**Task brief**. Every line that holds the word "with" needs to be copied from the data below.

BEGIN

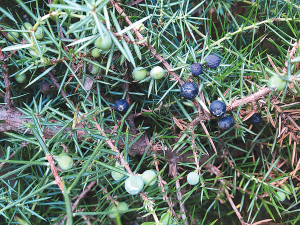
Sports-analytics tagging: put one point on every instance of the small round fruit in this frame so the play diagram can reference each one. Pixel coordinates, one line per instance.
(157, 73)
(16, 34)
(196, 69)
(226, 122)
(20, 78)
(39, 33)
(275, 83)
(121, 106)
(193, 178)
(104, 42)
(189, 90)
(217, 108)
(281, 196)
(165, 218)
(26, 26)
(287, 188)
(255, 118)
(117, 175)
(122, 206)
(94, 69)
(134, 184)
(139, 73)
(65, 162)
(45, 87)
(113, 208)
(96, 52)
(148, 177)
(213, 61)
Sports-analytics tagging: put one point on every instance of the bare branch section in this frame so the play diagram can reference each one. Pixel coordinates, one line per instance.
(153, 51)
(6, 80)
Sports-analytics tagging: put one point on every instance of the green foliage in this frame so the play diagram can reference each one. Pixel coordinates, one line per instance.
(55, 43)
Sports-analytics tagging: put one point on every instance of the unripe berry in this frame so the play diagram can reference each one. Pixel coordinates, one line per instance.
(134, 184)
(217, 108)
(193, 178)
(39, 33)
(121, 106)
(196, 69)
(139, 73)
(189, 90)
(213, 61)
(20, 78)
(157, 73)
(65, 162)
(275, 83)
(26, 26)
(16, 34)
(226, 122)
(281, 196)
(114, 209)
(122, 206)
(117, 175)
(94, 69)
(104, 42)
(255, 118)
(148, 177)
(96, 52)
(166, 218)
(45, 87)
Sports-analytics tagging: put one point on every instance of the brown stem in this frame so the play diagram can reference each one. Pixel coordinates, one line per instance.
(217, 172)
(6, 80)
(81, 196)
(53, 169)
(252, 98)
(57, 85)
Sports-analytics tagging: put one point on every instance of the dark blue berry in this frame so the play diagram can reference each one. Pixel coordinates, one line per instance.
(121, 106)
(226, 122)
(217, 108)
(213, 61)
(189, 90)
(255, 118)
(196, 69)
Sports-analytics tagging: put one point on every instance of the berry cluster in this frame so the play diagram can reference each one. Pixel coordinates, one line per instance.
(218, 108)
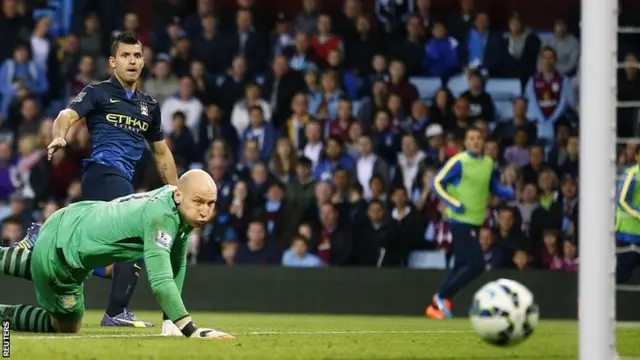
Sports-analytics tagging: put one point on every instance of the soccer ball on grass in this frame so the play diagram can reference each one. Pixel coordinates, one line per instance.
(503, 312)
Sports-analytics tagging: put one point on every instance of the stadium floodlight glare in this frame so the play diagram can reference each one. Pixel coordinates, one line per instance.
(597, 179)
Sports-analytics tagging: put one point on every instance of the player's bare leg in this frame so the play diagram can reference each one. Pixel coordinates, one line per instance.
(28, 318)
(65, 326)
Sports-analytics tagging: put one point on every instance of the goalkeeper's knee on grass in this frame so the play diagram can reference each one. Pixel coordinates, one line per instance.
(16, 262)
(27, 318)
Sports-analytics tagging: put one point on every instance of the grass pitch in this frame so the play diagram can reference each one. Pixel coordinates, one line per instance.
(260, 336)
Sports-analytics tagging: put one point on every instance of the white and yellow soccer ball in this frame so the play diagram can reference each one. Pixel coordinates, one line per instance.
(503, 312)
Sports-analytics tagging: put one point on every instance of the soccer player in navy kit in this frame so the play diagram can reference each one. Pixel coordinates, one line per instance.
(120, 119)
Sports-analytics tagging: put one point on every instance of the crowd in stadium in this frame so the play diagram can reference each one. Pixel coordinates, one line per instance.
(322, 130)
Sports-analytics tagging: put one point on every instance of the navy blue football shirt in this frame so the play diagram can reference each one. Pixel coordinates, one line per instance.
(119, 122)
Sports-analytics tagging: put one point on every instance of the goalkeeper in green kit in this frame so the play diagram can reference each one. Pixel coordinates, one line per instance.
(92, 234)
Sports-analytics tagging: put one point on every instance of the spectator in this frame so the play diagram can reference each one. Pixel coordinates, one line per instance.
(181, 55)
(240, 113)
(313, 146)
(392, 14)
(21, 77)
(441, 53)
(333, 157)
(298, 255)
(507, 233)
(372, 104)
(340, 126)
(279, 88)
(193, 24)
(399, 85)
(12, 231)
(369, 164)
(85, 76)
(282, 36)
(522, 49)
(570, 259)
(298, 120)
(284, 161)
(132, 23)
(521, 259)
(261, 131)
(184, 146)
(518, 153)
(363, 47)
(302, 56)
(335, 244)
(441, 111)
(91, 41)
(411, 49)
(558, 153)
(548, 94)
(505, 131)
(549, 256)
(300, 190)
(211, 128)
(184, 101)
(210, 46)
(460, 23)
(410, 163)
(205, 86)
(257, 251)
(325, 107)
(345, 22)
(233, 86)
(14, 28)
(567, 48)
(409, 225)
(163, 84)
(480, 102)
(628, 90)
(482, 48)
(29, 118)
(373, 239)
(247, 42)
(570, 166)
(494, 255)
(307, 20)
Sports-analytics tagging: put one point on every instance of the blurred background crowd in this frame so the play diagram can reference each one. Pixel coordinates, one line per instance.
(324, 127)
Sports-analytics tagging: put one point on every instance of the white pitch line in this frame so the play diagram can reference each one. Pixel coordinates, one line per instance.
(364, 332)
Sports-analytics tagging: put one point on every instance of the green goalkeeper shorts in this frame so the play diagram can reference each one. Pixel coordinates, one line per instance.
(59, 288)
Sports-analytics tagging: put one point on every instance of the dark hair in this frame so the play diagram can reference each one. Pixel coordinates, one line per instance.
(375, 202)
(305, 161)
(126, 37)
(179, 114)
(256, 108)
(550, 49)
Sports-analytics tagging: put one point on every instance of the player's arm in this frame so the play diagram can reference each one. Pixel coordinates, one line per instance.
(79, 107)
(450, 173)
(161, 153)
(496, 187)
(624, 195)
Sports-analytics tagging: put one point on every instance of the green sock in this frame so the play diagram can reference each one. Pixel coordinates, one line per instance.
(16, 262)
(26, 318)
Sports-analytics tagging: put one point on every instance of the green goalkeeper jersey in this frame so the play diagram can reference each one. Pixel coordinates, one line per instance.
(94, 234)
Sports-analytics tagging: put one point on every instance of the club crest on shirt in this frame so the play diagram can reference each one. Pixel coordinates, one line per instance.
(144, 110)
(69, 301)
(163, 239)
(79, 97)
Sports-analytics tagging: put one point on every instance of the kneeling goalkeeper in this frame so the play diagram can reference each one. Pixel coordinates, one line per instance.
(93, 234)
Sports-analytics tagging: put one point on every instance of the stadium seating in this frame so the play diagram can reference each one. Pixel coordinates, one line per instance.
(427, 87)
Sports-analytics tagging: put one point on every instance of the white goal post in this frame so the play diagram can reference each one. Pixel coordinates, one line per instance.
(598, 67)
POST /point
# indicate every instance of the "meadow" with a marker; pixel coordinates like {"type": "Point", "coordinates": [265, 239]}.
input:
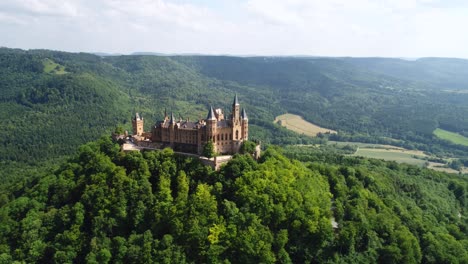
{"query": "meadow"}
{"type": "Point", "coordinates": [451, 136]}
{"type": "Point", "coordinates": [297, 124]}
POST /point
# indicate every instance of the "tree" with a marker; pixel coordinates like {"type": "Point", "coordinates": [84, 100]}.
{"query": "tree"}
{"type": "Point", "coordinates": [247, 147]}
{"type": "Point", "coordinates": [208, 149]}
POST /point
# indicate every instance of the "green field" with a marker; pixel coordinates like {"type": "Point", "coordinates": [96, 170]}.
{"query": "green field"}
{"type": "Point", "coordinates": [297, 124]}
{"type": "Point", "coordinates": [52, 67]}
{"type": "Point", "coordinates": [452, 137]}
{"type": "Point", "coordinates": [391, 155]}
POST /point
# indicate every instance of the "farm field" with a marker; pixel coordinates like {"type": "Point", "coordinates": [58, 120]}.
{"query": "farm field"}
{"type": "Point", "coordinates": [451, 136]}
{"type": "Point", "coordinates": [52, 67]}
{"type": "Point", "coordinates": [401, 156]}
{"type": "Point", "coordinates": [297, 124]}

END

**Solution to the problem**.
# indicate every instance of the "meadow" with a marker; pixel coordinates like {"type": "Point", "coordinates": [265, 239]}.
# indicate every instance of the "tree" with a marker; pixel coordinates like {"type": "Point", "coordinates": [84, 100]}.
# indicate every instance of the "green field" with a marker; pixel coordinates like {"type": "Point", "coordinates": [96, 170]}.
# indicate every instance of the "farm field" with a marker; pixel coordinates like {"type": "Point", "coordinates": [58, 120]}.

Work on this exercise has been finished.